Dataset items:

▬▬▬

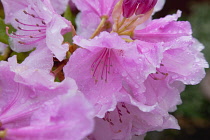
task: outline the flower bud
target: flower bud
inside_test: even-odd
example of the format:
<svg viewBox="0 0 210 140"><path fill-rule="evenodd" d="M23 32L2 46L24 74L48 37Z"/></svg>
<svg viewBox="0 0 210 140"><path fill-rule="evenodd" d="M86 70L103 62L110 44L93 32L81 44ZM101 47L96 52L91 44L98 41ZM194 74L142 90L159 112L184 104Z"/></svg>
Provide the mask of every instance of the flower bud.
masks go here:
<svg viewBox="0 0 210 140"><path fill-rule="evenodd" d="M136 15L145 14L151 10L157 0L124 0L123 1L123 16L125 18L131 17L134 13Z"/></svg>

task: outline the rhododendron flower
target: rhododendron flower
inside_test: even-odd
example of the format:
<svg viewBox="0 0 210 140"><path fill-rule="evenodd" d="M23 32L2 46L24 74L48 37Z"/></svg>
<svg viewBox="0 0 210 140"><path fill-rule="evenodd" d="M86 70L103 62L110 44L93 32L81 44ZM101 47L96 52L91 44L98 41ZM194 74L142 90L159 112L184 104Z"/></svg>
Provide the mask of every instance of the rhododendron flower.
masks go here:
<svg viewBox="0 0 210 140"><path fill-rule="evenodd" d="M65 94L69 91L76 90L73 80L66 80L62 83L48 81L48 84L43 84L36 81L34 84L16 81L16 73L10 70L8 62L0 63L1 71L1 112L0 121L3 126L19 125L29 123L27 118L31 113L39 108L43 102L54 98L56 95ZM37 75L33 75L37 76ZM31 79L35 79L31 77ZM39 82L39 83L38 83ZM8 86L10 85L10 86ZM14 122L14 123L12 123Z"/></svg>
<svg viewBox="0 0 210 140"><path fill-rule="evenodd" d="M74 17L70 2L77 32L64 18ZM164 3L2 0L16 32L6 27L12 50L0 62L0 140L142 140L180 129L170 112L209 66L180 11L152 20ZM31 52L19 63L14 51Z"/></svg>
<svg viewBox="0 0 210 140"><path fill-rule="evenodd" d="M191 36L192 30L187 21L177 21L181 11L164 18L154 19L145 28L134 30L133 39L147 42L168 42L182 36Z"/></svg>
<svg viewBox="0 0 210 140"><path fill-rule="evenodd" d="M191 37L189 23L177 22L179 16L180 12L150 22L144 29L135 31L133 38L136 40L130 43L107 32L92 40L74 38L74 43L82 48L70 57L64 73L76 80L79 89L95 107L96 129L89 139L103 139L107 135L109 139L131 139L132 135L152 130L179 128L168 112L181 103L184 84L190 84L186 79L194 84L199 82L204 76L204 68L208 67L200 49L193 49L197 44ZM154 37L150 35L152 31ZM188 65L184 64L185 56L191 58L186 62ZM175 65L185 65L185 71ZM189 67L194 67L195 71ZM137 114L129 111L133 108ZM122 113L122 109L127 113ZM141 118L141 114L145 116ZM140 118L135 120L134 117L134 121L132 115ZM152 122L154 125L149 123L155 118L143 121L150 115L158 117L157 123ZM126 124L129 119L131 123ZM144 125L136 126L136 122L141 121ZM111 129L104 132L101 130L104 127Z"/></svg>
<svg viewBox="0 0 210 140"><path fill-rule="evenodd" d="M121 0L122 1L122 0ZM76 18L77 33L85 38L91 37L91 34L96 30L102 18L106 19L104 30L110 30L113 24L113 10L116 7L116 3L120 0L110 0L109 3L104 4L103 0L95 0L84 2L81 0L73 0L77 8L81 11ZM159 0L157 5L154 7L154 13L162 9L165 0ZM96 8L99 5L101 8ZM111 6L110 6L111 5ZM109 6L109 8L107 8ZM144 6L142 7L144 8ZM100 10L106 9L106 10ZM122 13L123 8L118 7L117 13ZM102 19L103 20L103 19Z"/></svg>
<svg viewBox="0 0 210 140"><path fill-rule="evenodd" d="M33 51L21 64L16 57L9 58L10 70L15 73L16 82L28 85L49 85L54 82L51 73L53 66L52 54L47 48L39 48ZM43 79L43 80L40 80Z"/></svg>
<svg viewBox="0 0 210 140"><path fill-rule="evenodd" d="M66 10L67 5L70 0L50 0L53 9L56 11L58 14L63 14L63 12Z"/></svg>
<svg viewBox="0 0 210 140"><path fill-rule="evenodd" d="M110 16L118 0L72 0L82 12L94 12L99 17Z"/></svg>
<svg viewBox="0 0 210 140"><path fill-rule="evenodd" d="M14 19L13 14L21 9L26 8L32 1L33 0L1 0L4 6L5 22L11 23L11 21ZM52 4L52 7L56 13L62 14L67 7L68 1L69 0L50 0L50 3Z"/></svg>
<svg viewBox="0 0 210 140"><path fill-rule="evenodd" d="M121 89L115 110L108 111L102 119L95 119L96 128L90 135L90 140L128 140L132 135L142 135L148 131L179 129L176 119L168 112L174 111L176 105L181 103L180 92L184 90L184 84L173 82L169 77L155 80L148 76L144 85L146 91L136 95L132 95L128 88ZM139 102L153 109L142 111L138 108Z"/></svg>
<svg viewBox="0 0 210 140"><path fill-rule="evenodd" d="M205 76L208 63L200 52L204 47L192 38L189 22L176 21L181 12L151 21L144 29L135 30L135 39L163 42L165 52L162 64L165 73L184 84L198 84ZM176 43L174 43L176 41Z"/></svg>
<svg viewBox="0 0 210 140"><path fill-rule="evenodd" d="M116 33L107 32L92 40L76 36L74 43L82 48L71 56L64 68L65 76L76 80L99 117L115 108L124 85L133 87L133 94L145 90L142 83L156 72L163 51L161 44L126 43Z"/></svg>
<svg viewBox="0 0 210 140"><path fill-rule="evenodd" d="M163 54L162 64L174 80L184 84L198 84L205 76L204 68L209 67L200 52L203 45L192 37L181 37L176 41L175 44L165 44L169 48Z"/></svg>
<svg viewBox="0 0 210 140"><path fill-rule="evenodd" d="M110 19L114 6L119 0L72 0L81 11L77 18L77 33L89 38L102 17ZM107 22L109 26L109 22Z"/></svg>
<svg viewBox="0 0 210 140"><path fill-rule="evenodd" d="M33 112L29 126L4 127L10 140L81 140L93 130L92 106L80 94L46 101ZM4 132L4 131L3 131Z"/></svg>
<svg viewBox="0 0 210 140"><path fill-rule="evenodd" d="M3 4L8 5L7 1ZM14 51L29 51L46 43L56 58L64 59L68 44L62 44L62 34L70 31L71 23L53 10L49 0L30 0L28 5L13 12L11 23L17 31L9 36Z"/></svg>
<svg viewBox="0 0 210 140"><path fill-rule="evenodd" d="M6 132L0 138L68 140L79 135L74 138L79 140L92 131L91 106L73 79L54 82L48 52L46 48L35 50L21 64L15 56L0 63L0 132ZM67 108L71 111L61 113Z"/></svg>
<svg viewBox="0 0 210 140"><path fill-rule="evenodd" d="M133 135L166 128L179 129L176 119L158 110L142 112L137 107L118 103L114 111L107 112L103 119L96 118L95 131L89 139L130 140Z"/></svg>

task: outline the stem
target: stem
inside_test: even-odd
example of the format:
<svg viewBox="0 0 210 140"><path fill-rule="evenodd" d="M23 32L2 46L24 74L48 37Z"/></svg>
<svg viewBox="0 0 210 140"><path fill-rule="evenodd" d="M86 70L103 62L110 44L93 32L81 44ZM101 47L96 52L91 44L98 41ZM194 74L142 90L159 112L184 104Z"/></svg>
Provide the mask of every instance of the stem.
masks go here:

▬▬▬

### Work item
Tallying every line that holds the string "outline", report the total for the records and nothing else.

### Solution for this task
3